→ Problem details:
Recast every line of the rows below as a Markdown table with the columns Number and Line, numbering each line and skipping blank ones. Leave the pictures out of your answer.

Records
%%

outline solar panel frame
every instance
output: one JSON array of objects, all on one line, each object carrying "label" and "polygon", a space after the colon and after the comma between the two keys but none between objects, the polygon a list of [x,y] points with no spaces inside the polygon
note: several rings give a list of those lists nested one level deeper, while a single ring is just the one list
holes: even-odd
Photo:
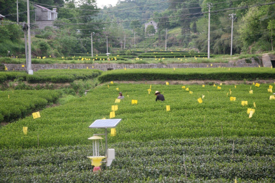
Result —
[{"label": "solar panel frame", "polygon": [[122,119],[96,119],[91,125],[90,128],[115,128]]}]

%%

→ Task solution:
| Number | Line |
|---|---|
| 1 | outline solar panel frame |
| 2 | every instance |
| 3 | output: one JSON array of objects, all on one line, each object carrying "label" and "polygon", a space after the colon and after the comma between the two keys but none between objects, the polygon a list of [x,y] points with no spaces inside the polygon |
| 4 | note: several rings give a list of those lists nested one level deeper, while a single ring is just the one list |
| 5 | holes: even-odd |
| 6 | Photo: |
| 7 | Result — |
| 8 | [{"label": "solar panel frame", "polygon": [[122,119],[96,119],[91,125],[90,128],[115,128]]}] |